-- TASK INSTRUCTIONS --
Copy each entry precisely as written, and do not carry over the pictures.

Image-grounded pointing data:
::::

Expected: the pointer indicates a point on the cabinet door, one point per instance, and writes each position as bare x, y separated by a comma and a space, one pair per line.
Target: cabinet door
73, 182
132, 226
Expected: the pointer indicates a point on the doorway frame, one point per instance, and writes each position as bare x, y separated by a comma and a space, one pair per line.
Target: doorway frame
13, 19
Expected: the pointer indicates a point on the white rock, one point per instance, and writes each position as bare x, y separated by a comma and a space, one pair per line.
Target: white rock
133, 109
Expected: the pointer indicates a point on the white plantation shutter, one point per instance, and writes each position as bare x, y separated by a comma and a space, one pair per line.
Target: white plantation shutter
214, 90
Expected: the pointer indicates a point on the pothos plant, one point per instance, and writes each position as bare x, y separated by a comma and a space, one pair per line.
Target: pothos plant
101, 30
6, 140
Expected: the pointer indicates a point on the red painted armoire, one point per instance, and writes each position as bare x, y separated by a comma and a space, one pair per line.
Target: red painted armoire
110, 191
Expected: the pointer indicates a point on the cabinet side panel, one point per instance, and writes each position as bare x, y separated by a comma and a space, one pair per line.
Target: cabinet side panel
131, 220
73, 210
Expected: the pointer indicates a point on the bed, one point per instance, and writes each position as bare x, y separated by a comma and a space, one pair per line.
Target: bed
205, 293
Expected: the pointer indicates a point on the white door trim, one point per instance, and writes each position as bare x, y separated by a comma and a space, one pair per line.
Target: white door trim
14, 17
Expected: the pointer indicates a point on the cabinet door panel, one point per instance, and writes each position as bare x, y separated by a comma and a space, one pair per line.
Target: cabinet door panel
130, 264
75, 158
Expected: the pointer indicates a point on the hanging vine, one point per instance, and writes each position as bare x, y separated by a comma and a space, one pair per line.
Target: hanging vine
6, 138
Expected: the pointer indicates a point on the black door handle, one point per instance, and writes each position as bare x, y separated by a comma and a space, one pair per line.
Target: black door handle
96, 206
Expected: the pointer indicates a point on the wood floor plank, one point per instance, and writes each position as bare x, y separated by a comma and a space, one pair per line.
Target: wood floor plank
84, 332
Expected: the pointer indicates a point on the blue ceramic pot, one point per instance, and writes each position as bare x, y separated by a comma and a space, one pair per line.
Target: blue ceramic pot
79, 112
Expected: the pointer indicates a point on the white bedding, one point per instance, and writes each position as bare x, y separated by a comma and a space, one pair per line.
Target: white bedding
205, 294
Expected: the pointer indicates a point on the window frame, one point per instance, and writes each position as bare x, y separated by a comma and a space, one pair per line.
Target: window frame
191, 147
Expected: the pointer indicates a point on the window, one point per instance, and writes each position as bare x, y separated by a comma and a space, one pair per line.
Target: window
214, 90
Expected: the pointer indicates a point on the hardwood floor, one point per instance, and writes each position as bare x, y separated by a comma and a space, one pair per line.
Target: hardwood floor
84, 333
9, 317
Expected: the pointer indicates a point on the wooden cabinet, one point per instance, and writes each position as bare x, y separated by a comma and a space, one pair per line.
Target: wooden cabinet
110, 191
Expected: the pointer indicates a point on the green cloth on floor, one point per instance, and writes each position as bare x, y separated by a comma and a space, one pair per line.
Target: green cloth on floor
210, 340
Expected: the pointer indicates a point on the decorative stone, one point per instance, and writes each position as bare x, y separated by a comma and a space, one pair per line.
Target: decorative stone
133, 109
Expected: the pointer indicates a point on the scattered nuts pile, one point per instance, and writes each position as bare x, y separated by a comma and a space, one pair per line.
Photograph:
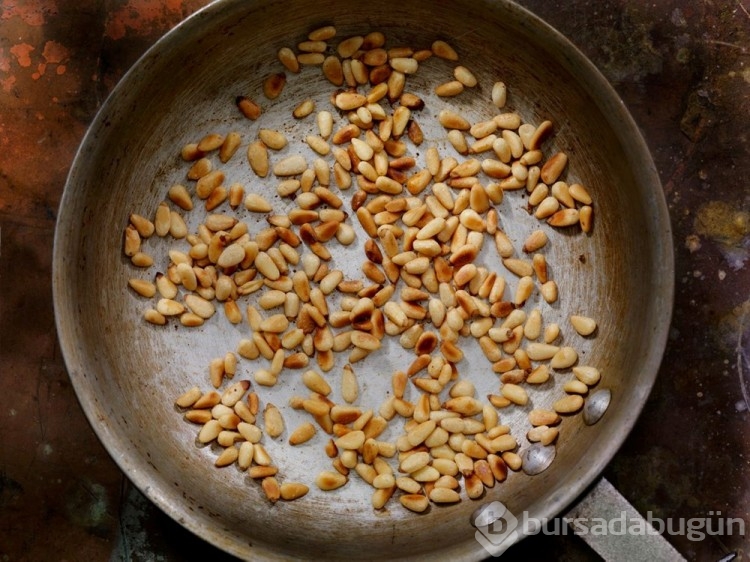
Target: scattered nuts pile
422, 280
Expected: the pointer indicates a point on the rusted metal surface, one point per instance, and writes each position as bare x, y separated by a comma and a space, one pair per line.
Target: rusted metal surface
681, 68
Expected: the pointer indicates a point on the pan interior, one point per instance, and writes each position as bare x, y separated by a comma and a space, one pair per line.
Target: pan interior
127, 373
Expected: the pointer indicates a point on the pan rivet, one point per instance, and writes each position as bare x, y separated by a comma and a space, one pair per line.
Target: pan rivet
596, 405
487, 514
537, 458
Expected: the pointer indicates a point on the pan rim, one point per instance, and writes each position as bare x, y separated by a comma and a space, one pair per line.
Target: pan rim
117, 446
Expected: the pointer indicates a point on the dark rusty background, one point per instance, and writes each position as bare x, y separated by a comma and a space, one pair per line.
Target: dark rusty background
681, 67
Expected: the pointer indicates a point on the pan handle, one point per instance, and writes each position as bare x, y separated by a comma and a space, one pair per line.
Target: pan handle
605, 502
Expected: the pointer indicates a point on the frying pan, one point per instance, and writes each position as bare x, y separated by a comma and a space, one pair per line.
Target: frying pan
127, 373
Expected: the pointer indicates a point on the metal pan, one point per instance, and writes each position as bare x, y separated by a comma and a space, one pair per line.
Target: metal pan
127, 373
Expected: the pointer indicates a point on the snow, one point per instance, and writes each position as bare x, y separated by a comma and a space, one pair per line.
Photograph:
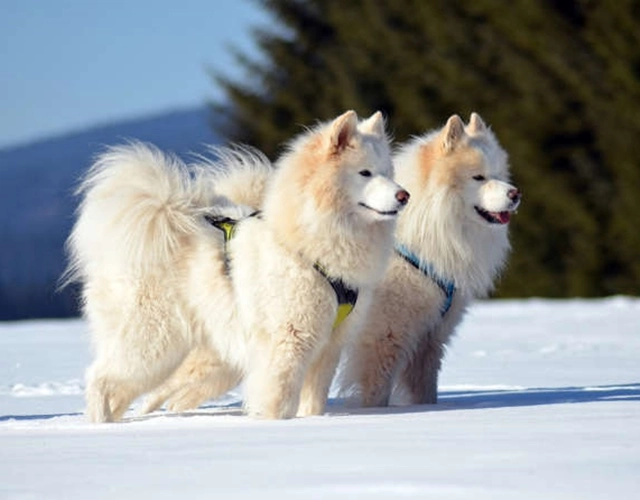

::::

-- EXPECTED ANSWER --
Expected: the pointer indicates a point on the cabinet door, one point per instance, and writes each position as bare x, y separated by a comma and a space, one pair per line.
Target: cabinet door
73, 182
132, 226
Expected: the pointer indicates a point on the doorway frame, one point per instance, and writes each position as bare x, y separated by a comma and a space, one pair per line.
Target: doorway frame
13, 19
Expected: the pointer indicates a point on the white rock, one point per instance, and writes each position as bare x, y separated by a comma and a space, one pair per line.
Target: white rock
133, 109
Expected: the pointer indicates a point on the white plantation shutter, one point per instance, and writes each position as bare x, y separated by a comma and a space, one pair per line.
Target: white plantation shutter
214, 90
Expected: the pointer indicates a point on the pothos plant, one point per instance, and writes each position as bare x, y separated by a comma and a space, one pair per line.
Target: pothos plant
101, 30
6, 140
Expected: the pointer indicates a point on the red painted armoire, one point per instance, and writes each position as bare x, y separated by a comma and a space, one pair per line.
Target: red painted armoire
110, 191
Expected: the pointer indicates a point on the cabinet side panel, one point per instance, and writes each position as bare x, y separated by a comma and a space, one pair per line.
Target: cabinet side panel
131, 220
73, 210
Expected: the pointer indicates a point on the bed, one point per instance, and writes each position as bare x, y separated by a comma and a space, one pair per line.
Target: bed
205, 293
Expected: the pointer indicates a point on the white door trim, one point per instance, and writes each position as bare x, y separated by a comma and a space, one pair per line.
Target: white door trim
14, 17
Expected: the pointer indicates a point on the cabinet door panel, one point per instance, and writes each position as bare x, y separated by a comma and a space, one pair per line.
Target: cabinet door panel
130, 264
75, 158
Expected: the pointer indicates a point on the hanging vine, one point per instance, and writes each position as bare x, y separated by a comma and a space, one pair per line.
Target: hanging vine
6, 138
Expected: the pointer indicates a point on the black door handle, one point per instance, and writes each position as bare x, y separated by a comma and a space, one pair per line.
Target: black door handle
96, 206
Expected: the pointer indicates a point on the wood floor plank, one point per instance, and writes each position as bare x, y separated by a comma and a space, one pair per line.
Target: wood floor plank
84, 332
Expected: the pointer indicates a point on the blue ceramic pot, one point per instance, and writes each position as bare x, y separated by a comma and a space, one pair per line.
Target: blue ceramic pot
79, 112
Expected: the pointer indicates a point on the white bedding, one point per instance, and writes each position as bare x, y separated by a comma and a space, one pair per line.
Target: white bedding
205, 294
Expected: the pointer indicates a point on the window frame, one point per instance, and writes each position as bare x, y separated by a comma and a space, one pair per line.
Target: window frame
191, 147
Expected: the pointer indicates a point on the window, one point per instance, and writes each position as bare x, y separated by a comma and a space, one pair per line.
Target: window
214, 90
Expected: the pointer indicates a point on the hardwood floor, one point per instance, and writes each position as bare x, y separated by a comma and a space, one pair per line.
Target: hardwood floor
84, 333
9, 317
Expected: the pointer indicates a point on the wooden cabinet, one point per instance, and writes each position as bare x, y separated by a comma and a space, one pair per line.
Target: wooden cabinet
110, 191
Expected: the pointer indicates a point on the green cloth on floor, one point per instance, and writes each position as bare x, y separated by a comma and a space, one pair per line.
Target: green cloth on floor
210, 340
Expected: the pointer indicates a point on the decorative stone, one point per instance, and writes each position as bare x, y separated by a comma and a space, one pair per line.
Target: decorative stone
133, 109
Expected: the pointer indicates a point on the scattered nuts pile, one point per instance, and writes each position as bare x, y separated by a comma and a space, one pair per line.
Photograph:
Target: scattered nuts pile
422, 280
Expected: the pointer indicates a point on the rusted metal surface, one point per instance, and writes each position as bare x, y separated by a comma and a space, one pair per line.
Target: rusted metal surface
681, 68
Expected: the pointer indicates a point on the pan interior, one point per instance, and writes each position as bare x, y separated by a comma and a space, one pair per line.
Target: pan interior
127, 373
Expected: the pointer indicates a point on the pan rivet, one point per instance, and writes each position as bare x, y separated by a comma and a space, one pair per line.
Target: pan rivet
596, 405
487, 514
537, 458
Expected: the pointer indicates a point on the pan rim, one point per instance, and writes each position as bare x, y separated by a comma and a space, one pair per line.
Target: pan rim
117, 446
Expected: the pointer indicates a point on the dark rusty background, one point per instance, and writes each position as bare x, y separated by a comma and a space, one pair per line.
Target: dark rusty background
681, 67
Expected: the pointer indicates a point on the pan handle, one point per instance, and writes each position as bare x, y separated by a comma and a space, one pair per line.
Target: pan handle
605, 502
Expected: the pointer indicates a point on the frying pan, one point per instance, and writes each position as bare x, y separated by a comma and a space, one pair per line.
Target: frying pan
127, 373
Expected: the pointer indicates a point on the metal pan, one point per instance, and writes each position as bare x, y separated by a comma and a space, one pair per line.
Target: metal pan
127, 373
Expected: the pointer indicates a point on the snow, one point per instance, and writes each position as bare x, y separated by a comma and a space, one pair per line.
Photograph:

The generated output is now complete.